▶ [Reading text]:

Real world scenario: implementing a custom transport protocol

I find it hard calling it a real world scenario, since I haven’t found any requests for this in forums or otherwise, so let’s treat it as a sample instead. Similar to the JSON-RPC scenario, we’ll create a custom transport protocol (the same, actually, with a 4-byte length, followed by the actual message). This time, however, we won’t be able to use the ByteStreamMessageEncodingBindingElement which we used in the JSON-RPC case, because, as I mentioned before, we need some addressing (which WCF will use to correlate between requests and replies). So for this scenario we’ll use a new encoding – the default will now be the MessageVersion.Default, which is the same as MessageVersion.Soap12WSAddressing10. The advantage of it is that, by using a format which is supported out-of-the-box, we don’t need any of the service model extensions which we did on the previous sample.

Even though the goal of having a duplex transport is to be able to do full duplex communication, I’ll actually start with a simple (e.g., request / reply) contract, since it’s a lot easier to test those by themselves (using a socket-based client or server, like the one created for the JSON-RPC sample). So we’ll start with that (that’s how I created the sample, so it makes sense for me to write about it this way).

And before we dive into the code, the usual disclaimer: this is a sample for illustrating the topic of this post, this is not production-ready code. I tested it for a few contracts and it worked, but I cannot guarantee that it will work for all scenarios (please let me know if you find a bug or something missing). I really kept the error checking to a minimum (especially in the “simple service” project and in many other helper functions whose inputs should be sanitized, to make the sample small. Also, I practically didn’t implement any timeouts in the channel (they’re mostly being ignored), otherwise this sample which is rather large would be even more complex.

▶ [Job]:
Answer these from the custom transport protocol text:
(a) What does each message in the transport consist of?
(b) Which message version does the text say MessageVersion.Default is the same as?
(c) What did the author practically not implement in the channel?

▶ [Stored rows]:
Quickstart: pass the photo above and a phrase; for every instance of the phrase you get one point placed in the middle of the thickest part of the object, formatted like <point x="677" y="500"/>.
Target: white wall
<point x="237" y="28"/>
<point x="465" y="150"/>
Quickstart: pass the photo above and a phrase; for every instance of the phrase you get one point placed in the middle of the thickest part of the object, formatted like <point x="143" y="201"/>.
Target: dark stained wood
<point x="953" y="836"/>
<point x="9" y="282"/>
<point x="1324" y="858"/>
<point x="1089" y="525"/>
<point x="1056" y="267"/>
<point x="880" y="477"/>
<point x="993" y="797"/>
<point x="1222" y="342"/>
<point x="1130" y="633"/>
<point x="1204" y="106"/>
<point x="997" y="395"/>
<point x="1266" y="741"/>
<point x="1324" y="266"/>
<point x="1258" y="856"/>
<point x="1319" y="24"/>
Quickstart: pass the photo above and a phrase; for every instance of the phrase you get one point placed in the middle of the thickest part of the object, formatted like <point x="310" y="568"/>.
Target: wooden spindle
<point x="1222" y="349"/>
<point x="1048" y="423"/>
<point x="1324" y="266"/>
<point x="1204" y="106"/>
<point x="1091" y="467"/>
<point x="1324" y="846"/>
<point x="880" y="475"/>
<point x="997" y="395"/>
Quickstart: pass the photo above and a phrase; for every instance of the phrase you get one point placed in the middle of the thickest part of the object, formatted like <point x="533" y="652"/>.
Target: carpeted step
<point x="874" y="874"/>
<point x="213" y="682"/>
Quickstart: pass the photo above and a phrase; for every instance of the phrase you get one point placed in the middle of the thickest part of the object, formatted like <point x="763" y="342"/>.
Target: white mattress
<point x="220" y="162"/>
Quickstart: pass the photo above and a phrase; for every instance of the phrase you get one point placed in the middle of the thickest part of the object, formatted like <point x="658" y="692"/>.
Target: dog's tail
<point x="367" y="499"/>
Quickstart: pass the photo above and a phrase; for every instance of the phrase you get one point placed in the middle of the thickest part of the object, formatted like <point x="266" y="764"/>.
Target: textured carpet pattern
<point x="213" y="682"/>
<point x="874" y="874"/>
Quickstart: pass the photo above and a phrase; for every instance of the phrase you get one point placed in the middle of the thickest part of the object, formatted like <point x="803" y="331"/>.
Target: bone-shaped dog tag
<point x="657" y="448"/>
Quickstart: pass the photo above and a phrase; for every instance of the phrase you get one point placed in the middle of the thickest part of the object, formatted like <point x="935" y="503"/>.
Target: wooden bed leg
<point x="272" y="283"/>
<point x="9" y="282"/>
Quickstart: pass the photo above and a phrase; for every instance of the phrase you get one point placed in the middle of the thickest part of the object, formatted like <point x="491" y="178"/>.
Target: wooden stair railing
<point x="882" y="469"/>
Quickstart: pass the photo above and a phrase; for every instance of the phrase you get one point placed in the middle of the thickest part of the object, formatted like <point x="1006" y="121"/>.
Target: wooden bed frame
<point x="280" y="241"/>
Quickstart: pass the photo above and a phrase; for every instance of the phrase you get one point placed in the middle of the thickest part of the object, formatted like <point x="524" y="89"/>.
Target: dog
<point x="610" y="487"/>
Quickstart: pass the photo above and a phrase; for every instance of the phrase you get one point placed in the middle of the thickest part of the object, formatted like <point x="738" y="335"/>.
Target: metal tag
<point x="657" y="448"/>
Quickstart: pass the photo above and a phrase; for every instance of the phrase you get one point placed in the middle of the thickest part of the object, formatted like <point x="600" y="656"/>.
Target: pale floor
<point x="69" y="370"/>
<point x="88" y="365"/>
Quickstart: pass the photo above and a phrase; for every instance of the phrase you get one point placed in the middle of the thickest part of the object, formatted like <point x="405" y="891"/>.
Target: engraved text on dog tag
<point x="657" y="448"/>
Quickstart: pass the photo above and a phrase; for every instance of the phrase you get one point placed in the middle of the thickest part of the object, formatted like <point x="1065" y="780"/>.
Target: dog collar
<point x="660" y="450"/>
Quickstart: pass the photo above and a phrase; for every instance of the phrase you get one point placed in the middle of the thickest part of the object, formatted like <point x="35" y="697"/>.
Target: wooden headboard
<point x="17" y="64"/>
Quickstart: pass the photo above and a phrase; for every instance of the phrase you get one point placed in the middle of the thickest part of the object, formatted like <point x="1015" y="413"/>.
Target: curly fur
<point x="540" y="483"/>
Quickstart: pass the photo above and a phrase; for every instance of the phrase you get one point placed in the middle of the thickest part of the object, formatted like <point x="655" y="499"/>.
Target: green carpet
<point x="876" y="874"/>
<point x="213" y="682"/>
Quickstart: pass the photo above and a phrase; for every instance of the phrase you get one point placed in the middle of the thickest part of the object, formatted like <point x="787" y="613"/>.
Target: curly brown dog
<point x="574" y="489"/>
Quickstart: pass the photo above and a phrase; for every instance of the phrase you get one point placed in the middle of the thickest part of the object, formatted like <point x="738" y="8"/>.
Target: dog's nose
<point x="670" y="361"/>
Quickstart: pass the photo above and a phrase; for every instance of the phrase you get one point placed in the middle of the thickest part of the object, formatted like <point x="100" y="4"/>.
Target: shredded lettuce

▶ [Exercise response]:
(a) A 4-byte length followed by the actual message.
(b) MessageVersion.Soap12WSAddressing10.
(c) Timeouts.